• Problem requirements
Repeat the records below in their entirety, exactly.

Dataset excerpts
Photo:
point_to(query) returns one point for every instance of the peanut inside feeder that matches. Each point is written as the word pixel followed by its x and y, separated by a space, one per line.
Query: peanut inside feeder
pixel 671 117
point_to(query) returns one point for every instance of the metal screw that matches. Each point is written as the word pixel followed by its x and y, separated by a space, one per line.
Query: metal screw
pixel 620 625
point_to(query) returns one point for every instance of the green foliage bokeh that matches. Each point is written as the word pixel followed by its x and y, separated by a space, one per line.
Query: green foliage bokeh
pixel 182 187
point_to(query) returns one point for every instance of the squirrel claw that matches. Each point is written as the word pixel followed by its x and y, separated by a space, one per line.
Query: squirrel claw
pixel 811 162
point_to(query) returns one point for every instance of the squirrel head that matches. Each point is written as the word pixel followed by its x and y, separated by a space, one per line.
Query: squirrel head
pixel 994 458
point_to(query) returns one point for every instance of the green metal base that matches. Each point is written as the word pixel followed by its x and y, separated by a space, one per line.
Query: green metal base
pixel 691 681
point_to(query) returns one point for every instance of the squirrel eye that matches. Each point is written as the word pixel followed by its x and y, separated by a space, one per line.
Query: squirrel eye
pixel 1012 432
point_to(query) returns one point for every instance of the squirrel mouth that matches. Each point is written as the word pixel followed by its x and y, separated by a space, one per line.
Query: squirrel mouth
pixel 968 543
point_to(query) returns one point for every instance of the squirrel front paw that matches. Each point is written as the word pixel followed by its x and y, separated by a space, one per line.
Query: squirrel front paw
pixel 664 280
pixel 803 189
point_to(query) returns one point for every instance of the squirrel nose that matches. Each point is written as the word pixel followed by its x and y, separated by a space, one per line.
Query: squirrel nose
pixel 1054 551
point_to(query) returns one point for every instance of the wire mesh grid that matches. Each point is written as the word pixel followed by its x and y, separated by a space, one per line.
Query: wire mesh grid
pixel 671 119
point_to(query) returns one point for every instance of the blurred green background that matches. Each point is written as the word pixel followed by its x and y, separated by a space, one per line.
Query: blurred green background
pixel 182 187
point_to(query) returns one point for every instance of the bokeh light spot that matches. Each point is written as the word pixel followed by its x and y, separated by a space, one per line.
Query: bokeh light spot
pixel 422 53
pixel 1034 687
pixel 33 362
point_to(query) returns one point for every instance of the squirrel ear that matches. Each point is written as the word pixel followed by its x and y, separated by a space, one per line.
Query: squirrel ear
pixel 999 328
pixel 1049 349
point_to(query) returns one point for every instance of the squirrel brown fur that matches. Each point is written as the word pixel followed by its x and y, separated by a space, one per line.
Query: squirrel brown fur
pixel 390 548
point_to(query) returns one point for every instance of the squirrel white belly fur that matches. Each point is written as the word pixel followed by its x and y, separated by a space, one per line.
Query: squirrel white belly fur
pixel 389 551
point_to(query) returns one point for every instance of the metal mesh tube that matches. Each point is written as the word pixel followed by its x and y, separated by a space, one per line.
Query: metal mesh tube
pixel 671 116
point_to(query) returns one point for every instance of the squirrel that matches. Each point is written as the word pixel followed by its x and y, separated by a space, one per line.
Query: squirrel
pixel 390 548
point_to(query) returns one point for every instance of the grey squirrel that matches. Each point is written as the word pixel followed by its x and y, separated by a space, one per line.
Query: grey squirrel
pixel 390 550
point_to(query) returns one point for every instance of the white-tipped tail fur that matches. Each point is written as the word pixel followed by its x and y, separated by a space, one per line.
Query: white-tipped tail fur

• Task answer
Photo:
point_to(query) returns one point for every instance of the peanut inside feeder that matches. Each point is written as the word pixel followed by its x and y, separated by a space, one per line.
Query: peanut inside feeder
pixel 671 117
point_to(query) returns one point for every instance of the metal screw that matches. Each point is written as the word pixel followed by its x and y, separated by a space, one per line.
Query: metal screw
pixel 620 625
point_to(query) returns one point for every instance of the green foliage bokeh that matches. Each point is written as the word pixel followed by its x and y, separated by a space, one per line.
Query: green foliage bokeh
pixel 182 187
point_to(query) returns one point for every instance of the squirrel claw that matches. Each point is written as the word pixel followed by its x and y, separated by a space, one per line.
Query: squirrel claw
pixel 811 162
point_to(query) returns one point for every instance of the squirrel head that matches. Each point is written as the word pixel followed by its x and y, separated by a space, one per line.
Query: squirrel head
pixel 994 458
point_to(query) returns one point for every instance of the green metal base that matches. Each point is written as the word pixel followed by its x and y, separated by a space, one per line.
Query: green metal base
pixel 691 681
point_to(query) returns one point for every instance of the squirrel eye that matches. Each point is written as the word pixel followed by its x and y, separated by a space, one per line.
Query: squirrel eye
pixel 1012 432
point_to(query) returns one point for every instance of the squirrel mouth that matches. Each point is written as the word pixel followed by its x and y, separated by a space, one per line.
Query: squirrel mouth
pixel 968 543
point_to(query) returns one point for every instance of the squirrel front paw that matches. Each point is written as the word pixel followed by its x and y, separated by a space, one per line.
Query: squirrel front paw
pixel 664 280
pixel 803 189
point_to(query) returns one point for every instance of the squirrel nose that matches. Each point is written as the word pixel followed by its x and y, separated by a space, one per line.
Query: squirrel nose
pixel 1054 551
point_to(query) returns one point for every instance of the wire mesh grid that matches. Each point is written as the word pixel followed by its x and y, separated by a space, one per line.
Query: wire mesh grid
pixel 671 119
point_to(query) returns one point for every instance of the blurred green background that matches. Each point is written as the word pixel followed by its x and y, separated by a space, one per line.
Query: blurred green background
pixel 182 187
point_to(query) returns one point for every instance of the bokeh light spot that matches. Each point is written as the word pixel followed by its x and y, separated by a space, one per line.
Query: bokeh light spot
pixel 422 53
pixel 1034 687
pixel 33 362
point_to(query) returns one point for every instance of the squirrel ear that matches. Each point is written as the word pixel followed by its x and y, separated by a space, one per line.
Query: squirrel ear
pixel 999 328
pixel 1049 349
point_to(query) returns one point for every instance of the squirrel brown fur that matches. Each point is written as the word pixel followed by its x and y, separated by a space, one per line.
Query: squirrel brown fur
pixel 390 548
point_to(query) returns one point for every instance of the squirrel white belly fur that matches. Each point is written as the word pixel followed by its x and y, separated by a space, one per line.
Query: squirrel white belly fur
pixel 389 551
point_to(query) returns one point for every instance of the metal mesh tube that matches. Each point is written as the word pixel followed by its x and y, separated by a space, one per line.
Query: metal mesh tube
pixel 671 116
point_to(query) returns one point for every instance of the squirrel that matches. Each point is written as the word pixel followed by its x and y, separated by a space, one per line.
Query: squirrel
pixel 390 548
point_to(query) returns one point for every instance of the grey squirrel that matches. Each point is written as the word pixel followed by its x and y, separated by a space, one per line.
Query: grey squirrel
pixel 390 550
point_to(query) returns one point for every instance of the white-tipped tail fur that matches. Each point is written as the word pixel followed by its x and y, separated by a space, one per line.
Query: white-tipped tail fur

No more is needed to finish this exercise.